Excerpts of pointing data
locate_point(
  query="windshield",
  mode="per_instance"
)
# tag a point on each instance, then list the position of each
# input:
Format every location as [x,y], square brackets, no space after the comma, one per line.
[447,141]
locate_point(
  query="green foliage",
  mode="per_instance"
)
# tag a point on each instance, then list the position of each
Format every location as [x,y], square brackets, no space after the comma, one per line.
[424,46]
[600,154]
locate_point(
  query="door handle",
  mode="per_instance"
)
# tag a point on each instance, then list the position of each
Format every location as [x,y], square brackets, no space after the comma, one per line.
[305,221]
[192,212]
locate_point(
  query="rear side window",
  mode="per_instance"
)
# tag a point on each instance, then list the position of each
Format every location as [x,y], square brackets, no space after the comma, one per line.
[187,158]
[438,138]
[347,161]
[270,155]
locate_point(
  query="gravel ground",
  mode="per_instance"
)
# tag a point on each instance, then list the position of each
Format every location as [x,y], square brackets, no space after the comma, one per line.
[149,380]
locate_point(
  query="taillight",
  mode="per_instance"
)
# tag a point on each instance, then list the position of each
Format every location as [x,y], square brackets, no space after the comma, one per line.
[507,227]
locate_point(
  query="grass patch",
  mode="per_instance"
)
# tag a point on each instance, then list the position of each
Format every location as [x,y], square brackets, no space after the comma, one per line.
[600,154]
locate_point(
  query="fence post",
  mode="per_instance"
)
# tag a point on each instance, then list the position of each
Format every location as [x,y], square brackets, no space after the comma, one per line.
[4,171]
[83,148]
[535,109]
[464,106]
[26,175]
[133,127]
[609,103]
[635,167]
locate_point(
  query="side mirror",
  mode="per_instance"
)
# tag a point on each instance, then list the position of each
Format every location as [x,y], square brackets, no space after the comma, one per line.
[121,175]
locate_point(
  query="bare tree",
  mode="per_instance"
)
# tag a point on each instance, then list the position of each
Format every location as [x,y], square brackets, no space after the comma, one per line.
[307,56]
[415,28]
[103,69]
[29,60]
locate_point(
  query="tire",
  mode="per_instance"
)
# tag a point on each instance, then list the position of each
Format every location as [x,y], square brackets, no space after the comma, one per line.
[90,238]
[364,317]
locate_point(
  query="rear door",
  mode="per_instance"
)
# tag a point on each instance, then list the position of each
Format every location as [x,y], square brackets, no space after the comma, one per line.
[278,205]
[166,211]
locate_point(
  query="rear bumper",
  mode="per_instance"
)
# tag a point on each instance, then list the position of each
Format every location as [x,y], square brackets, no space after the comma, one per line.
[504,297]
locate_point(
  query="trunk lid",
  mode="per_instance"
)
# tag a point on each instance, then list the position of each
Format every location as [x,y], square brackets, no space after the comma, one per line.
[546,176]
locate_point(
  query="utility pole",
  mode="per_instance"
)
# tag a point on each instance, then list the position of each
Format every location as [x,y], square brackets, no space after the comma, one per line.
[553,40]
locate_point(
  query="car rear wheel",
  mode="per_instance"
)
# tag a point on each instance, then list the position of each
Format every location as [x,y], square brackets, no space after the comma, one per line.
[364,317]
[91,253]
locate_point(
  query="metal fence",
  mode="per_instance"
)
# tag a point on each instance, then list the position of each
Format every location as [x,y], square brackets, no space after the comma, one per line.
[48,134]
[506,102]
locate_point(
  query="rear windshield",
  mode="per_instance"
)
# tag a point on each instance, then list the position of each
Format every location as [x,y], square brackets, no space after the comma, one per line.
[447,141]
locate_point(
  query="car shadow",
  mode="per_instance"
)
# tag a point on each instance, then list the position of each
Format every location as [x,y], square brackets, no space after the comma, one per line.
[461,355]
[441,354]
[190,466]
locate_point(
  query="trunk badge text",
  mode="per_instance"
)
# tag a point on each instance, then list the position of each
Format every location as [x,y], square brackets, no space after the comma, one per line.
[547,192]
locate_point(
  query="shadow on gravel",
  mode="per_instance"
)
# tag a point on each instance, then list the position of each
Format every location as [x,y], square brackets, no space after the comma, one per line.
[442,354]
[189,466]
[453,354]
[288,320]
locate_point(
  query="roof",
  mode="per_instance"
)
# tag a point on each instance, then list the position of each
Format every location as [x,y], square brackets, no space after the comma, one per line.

Requirements:
Extract the complete set of records unchanged.

Answer to the problem:
locate_point(
  query="windshield",
  mode="per_instance"
)
# tag a point on each instance, then list the position of each
# input:
Format every location as [x,y], square brackets, no space after the comma, one per line.
[447,141]
locate_point(
  query="green foliage",
  mode="per_instance"
)
# tag a point on each instance, then list the position of each
Format every location as [x,y], square brackets, no space after the comma, one per line.
[424,46]
[600,154]
locate_point(
  query="door handle",
  mode="per_instance"
)
# tag a point on each instance, then list the position of each
Format every location as [x,y], square brackets, no space after the comma, one per line.
[305,221]
[192,212]
locate_point(
  query="rear side window",
  mode="per_instance"
)
# tag a point on each instance, then list the position of each
Format every location as [x,y], square brackets, no space after the comma, one per line.
[187,158]
[438,138]
[347,161]
[270,155]
locate_point(
  query="gravel ground",
  mode="per_instance"
)
# tag a point on each instance, then list the position of each
Format every location as [x,y], square brackets, no space after the comma, one per line.
[149,380]
locate_point(
  query="taillight",
  mode="per_instance"
)
# tag a point on each instance, then list the position of each
Format every location as [x,y], square brackets, no space after the comma, one per line.
[507,227]
locate_point(
  query="grass patch",
  mode="per_instance"
)
# tag a point on each instance, then list the position of each
Format every location as [x,y], square brackets, no space after the comma, one per line.
[600,154]
locate_point(
  query="fence post",
  mode="per_instance"
)
# tag a point on each instance, then list the position of each
Format every location as [x,y], square brackets, no space after the comma, one per line.
[4,171]
[83,148]
[535,109]
[464,106]
[26,175]
[133,127]
[609,103]
[635,167]
locate_point(
  query="side mirror",
  mode="per_instance"
)
# tag a point on each instance, then list the position of each
Format every location as [x,y], square brackets, no space after the comma, one per line.
[121,175]
locate_point(
  query="bare tree",
  mode="per_instance"
)
# tag a point on each instance, then list the position of each
Format every location as [x,y], square brackets, no space after the comma, one per line.
[307,56]
[415,28]
[103,69]
[29,60]
locate_point(
  query="tire",
  mode="per_instance"
)
# tag a point on each instance, then list the position of each
Format every location as [x,y], square brackets, no space after the comma, one per line.
[90,238]
[364,317]
locate_point(
  query="rear door",
  mode="per_instance"
)
# tag a point on each instance, then list the position of each
Format every location as [x,y], square brackets, no space after the comma, one per line.
[278,205]
[166,211]
locate_point(
  query="rear bumper",
  mode="per_instance"
)
# tag a point on each instance, then list the position of each
Format every location as [x,y], square brackets, no space after the comma, one per line.
[504,297]
locate_point(
  query="trunk lid",
  mode="per_instance"
)
# tag a point on each instance, then list the position of each
Format every location as [x,y], square brackets, no space after the comma, one per line.
[546,176]
locate_point(
  query="utility pole",
  mode="per_instance"
)
# tag a point on each instance, then list the position of each
Format every location as [x,y], square brackets, no space after the comma, one per line.
[553,40]
locate_point(
  query="car rear wheel",
  mode="per_instance"
)
# tag a point on each instance, then list the position of each
Format every location as [x,y], square brackets, no space after the comma, one per line.
[364,317]
[91,253]
locate_point(
  query="metal fence",
  mode="per_instance"
)
# tag a point on each instance, then list the position of each
Format every location as [x,y], square brackets, no space after the comma, one per line.
[48,134]
[506,102]
locate_point(
  query="rear windshield",
  mode="per_instance"
)
# tag a point on each instance, then list the position of each
Format every location as [x,y], square brackets, no space after the comma, one per line.
[447,141]
locate_point(
  query="car shadow",
  mode="per_instance"
)
# tag a point on each instance, then list the position of each
Format every location as [x,y], square brackets, no space after the comma, one per line.
[461,355]
[441,354]
[190,466]
locate_point(
  query="trunk badge text",
  mode="per_instance"
)
# tag a point on each instance, then list the position of each
Format every location as [x,y], square brackets, no space after the comma, one per line.
[547,192]
locate_point(
  query="shadow on gravel",
  mode="per_instance"
)
# tag a point on each instance, then list the position of each
Format every location as [x,y], square brackets, no space after the comma, one per line.
[442,354]
[189,466]
[453,354]
[288,320]
locate_point(
  query="roof",
  mode="per_instance"
)
# tag a point on each instance, then list the position of each
Format every location as [x,y], square brackets, no space after the comma, one per line.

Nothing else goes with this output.